▶ _EXERCISE DETAILS_
Present every line of the listing below as a numbered list, skipping the blank lines and omitting the pictures.

>> START EXTRACTED ENTRIES

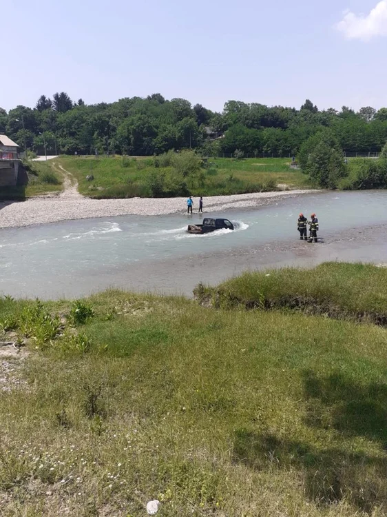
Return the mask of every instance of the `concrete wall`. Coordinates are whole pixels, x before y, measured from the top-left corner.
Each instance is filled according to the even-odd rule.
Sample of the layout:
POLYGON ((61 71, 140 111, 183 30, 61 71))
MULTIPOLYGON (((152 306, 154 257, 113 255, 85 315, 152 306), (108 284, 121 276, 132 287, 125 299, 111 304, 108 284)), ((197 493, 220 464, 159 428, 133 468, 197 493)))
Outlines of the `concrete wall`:
POLYGON ((14 187, 17 181, 14 167, 0 167, 0 187, 14 187))
POLYGON ((28 176, 19 160, 0 160, 0 187, 26 185, 28 176))

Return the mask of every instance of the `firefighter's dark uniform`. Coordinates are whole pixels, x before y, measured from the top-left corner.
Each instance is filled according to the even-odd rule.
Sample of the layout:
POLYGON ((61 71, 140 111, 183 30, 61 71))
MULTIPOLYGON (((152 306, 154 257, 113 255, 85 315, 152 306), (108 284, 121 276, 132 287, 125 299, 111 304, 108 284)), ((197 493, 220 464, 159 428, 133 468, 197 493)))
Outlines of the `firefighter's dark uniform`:
POLYGON ((313 217, 313 219, 309 223, 309 225, 311 226, 311 234, 309 236, 309 242, 312 242, 312 241, 314 240, 314 241, 317 243, 317 232, 319 230, 317 218, 313 217))
POLYGON ((300 239, 302 241, 303 239, 307 241, 308 236, 306 234, 306 223, 308 220, 304 216, 298 218, 298 222, 297 223, 297 230, 300 232, 300 239))

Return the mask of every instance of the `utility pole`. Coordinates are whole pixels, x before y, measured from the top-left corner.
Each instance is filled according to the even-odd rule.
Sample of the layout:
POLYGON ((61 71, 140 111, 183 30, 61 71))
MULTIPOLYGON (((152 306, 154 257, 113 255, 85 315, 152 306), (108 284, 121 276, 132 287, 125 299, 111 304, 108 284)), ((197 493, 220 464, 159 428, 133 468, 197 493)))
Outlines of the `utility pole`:
MULTIPOLYGON (((19 119, 16 119, 17 122, 20 122, 20 120, 19 119)), ((23 124, 23 136, 24 140, 24 155, 25 156, 25 159, 28 159, 28 156, 27 156, 27 145, 25 144, 25 129, 24 128, 24 116, 23 115, 23 113, 21 114, 21 123, 23 124)))
POLYGON ((39 133, 39 134, 41 134, 43 136, 43 141, 44 142, 44 155, 45 156, 45 161, 47 161, 47 148, 45 147, 45 136, 44 132, 39 133))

>> END EXTRACTED ENTRIES

▶ _THE RESULT_
1. Return the mask of every instance of the `concrete wall`. Coordinates are whole pixels, x before y, measured from the top-left corner.
2. Each instance is filled according to the even-odd rule.
3. Sample of the layout:
4. POLYGON ((61 71, 140 111, 183 30, 61 71))
5. MULTIPOLYGON (((152 306, 154 257, 113 255, 85 315, 152 306), (108 284, 121 276, 132 287, 125 299, 111 304, 108 284)), ((197 493, 220 464, 159 428, 133 468, 197 493)))
6. Outlines of the `concrete wall`:
7. POLYGON ((14 187, 17 181, 14 167, 0 167, 0 187, 14 187))
8. POLYGON ((28 176, 19 160, 0 160, 0 187, 26 185, 28 176))
9. Return the mask of every instance of the `firefighter's dark uniform`. Coordinates are whole pixels, x before y, measured from the top-left corner.
10. Each instance is filled according to the even-odd rule.
11. Sample of the layout:
12. POLYGON ((61 71, 140 111, 183 30, 61 71))
13. MULTIPOLYGON (((152 306, 154 257, 113 255, 85 315, 152 306), (108 284, 121 276, 132 287, 125 299, 111 304, 108 284)), ((197 493, 220 464, 159 428, 133 468, 197 493)))
14. Outlines of the `firefighter's dark uniform`:
15. POLYGON ((313 217, 313 219, 309 223, 309 225, 311 226, 311 234, 309 236, 309 242, 312 242, 312 241, 314 240, 314 241, 317 243, 317 232, 319 230, 317 218, 313 217))
16. POLYGON ((300 239, 302 241, 303 239, 307 241, 308 236, 306 234, 306 223, 308 220, 304 216, 298 218, 298 222, 297 223, 297 230, 300 232, 300 239))
17. Return the mask of every instance of the `utility pole`. Coordinates are whole pixels, x before y, measured from the top-left corner.
18. Each instance is filled according to the even-odd rule.
19. Sample of the layout:
20. POLYGON ((61 71, 140 111, 183 30, 61 71))
21. MULTIPOLYGON (((152 306, 154 257, 113 255, 85 315, 152 306), (108 284, 121 276, 132 287, 125 299, 111 304, 108 284)), ((197 493, 220 464, 159 428, 133 468, 197 493)))
22. Outlines of the `utility pole`:
23. MULTIPOLYGON (((19 119, 16 119, 17 122, 20 122, 20 120, 19 119)), ((23 124, 23 136, 24 140, 24 155, 25 156, 25 159, 28 159, 28 156, 27 156, 27 145, 25 144, 25 129, 24 128, 24 116, 23 115, 23 113, 21 114, 21 123, 23 124)))
24. POLYGON ((39 133, 39 134, 41 134, 43 136, 43 141, 44 142, 44 155, 45 156, 45 161, 47 161, 47 148, 45 147, 45 136, 44 132, 39 133))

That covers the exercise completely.